• **Article**
Because the Moondust carnations are officially considered not harmful, it is not illegal to release them into the environment. Therefore, the artists decided the next logical step was to introduce (and in a poetic sense: set free) the blue GM carnation to its natural environment — the outdoors. This action raises questions about the state of intellectual property, ownership and copyright issues surrounding the biohacking and biobending of plants. Common Flowers makes these flowers available as shared ‘common flowers’ and gives the plants access to spaces where they can grow happily: Flower Commons. The Flower Commons act as a self-sustaining source for Common Flowers. Until now the only choice to propagate the blue carnations was to purchase them as cut-flowers. With Flower Commons the artists introduce another — free and open source — choice.
By freeing or ‘jail-breaking’ the flower from its destiny as a cut flower and establishing a feral and more ‘natural’ population of blue carnations, the flower will be given a chance to reconnect to the general gene-pool and to join evolution through natural selection once again. What Common Flowers hopes to touch on is the question of patents on plants and on life forms in general. In particular, what form of legal protection for their plants are companies granted, and does the act of simply growing plants constitute a copyright violation? Is this reverse biopiracy?

• **Given records**

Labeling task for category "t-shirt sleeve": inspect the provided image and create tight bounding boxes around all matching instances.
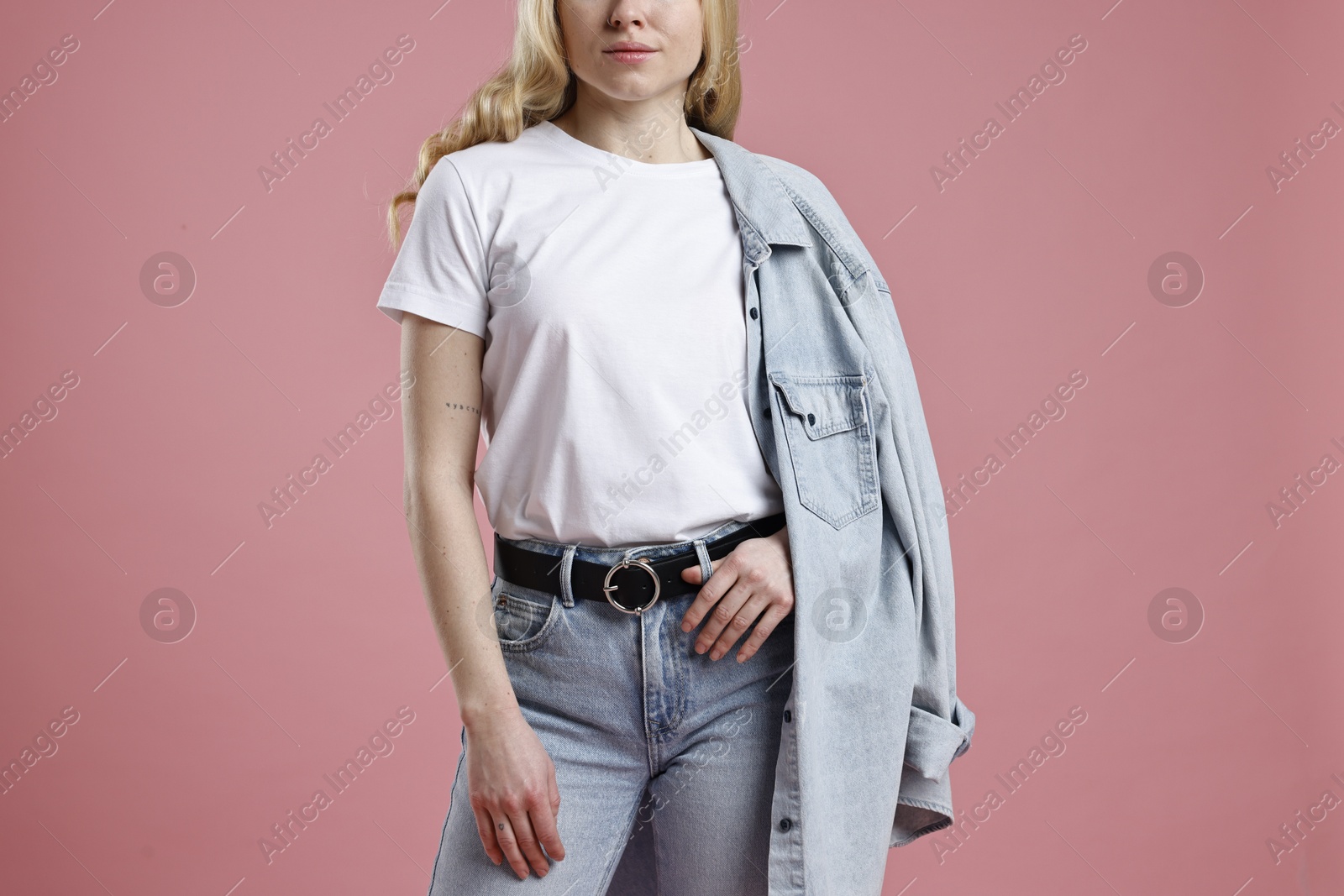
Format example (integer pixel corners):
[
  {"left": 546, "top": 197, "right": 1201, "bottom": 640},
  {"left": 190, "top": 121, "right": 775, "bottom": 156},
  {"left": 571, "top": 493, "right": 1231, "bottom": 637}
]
[{"left": 378, "top": 157, "right": 489, "bottom": 338}]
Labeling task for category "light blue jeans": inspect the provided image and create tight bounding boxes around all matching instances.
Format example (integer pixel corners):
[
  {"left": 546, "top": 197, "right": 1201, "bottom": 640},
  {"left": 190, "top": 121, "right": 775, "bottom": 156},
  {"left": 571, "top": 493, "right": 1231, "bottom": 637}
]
[{"left": 428, "top": 521, "right": 795, "bottom": 896}]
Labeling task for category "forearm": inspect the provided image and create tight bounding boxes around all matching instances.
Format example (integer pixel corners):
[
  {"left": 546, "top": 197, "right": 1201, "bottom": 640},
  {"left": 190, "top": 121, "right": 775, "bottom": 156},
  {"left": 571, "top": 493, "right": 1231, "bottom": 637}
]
[{"left": 406, "top": 478, "right": 517, "bottom": 728}]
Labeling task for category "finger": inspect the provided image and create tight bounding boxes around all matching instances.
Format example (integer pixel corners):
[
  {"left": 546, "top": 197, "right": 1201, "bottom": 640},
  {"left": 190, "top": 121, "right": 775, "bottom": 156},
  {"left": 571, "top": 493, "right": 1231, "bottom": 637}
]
[
  {"left": 738, "top": 603, "right": 789, "bottom": 663},
  {"left": 472, "top": 806, "right": 504, "bottom": 865},
  {"left": 531, "top": 784, "right": 564, "bottom": 861},
  {"left": 681, "top": 553, "right": 738, "bottom": 634},
  {"left": 710, "top": 592, "right": 771, "bottom": 659},
  {"left": 508, "top": 794, "right": 555, "bottom": 878},
  {"left": 695, "top": 576, "right": 751, "bottom": 652},
  {"left": 491, "top": 809, "right": 527, "bottom": 878}
]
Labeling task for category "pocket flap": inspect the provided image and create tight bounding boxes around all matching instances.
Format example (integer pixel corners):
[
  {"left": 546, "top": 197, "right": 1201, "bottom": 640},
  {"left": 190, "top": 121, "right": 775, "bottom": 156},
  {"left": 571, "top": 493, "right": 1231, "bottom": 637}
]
[{"left": 770, "top": 371, "right": 867, "bottom": 439}]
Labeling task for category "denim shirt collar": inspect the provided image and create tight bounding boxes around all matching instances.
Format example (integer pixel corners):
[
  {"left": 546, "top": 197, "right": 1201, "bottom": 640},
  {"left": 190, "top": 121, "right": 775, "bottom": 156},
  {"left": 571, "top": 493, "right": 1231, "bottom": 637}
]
[{"left": 690, "top": 128, "right": 811, "bottom": 267}]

• **Tasks to complete**
a) Using the Common Flowers text, shorten the paragraph that opens "Because the Moondust carnations" into a bulleted list of its main facts.
b) According to the Common Flowers text, what was the only choice for propagating the blue carnations until now?
c) Carry on the Common Flowers text from the point where it stops.
The entries are separate material and have no connection to the text.

• **Answers to the problems**
a)
- Moondust carnations are officially considered not harmful, so releasing them into the environment is legal.
- The artists therefore chose to introduce, or set free, the blue GM carnation outdoors.
- This raises questions about intellectual property, ownership and copyright in the biohacking and biobending of plants.
- Common Flowers offers the flowers as shared "common flowers" and gives them places to grow, called Flower Commons.
- Flower Commons serve as a self-sustaining source for Common Flowers.
- Until now, the blue carnations could be propagated only by buying them as cut flowers. Flower Commons adds a free and open source option.

b) Buying them as cut flowers.

c)
We came across the blue GM carnations during our research in Japan for another project, Biopresence. Having lived in the UK before, we were surprised by the lack of any critical response to the introduction of the blue GM carnations in Japan. After deliberating what we, as artists, could do with the flowers, we decided the strongest statement would be not to work with the flowers as ornaments or decor, but to highlight the legal processes at work behind the scenes. An important aspect of the work is the ability to “grow your own” blue GM carnations. They are available at flower shops across Ireland and Europe, and the tissue culturing of the plants can be done DIY-style by virtually everybody — we believe that to be an important part of the process of turning these ‘special flowers’ into ‘common flowers’. The moral question of releasing the cultured GM carnations is in the hands of the audience and the home growers.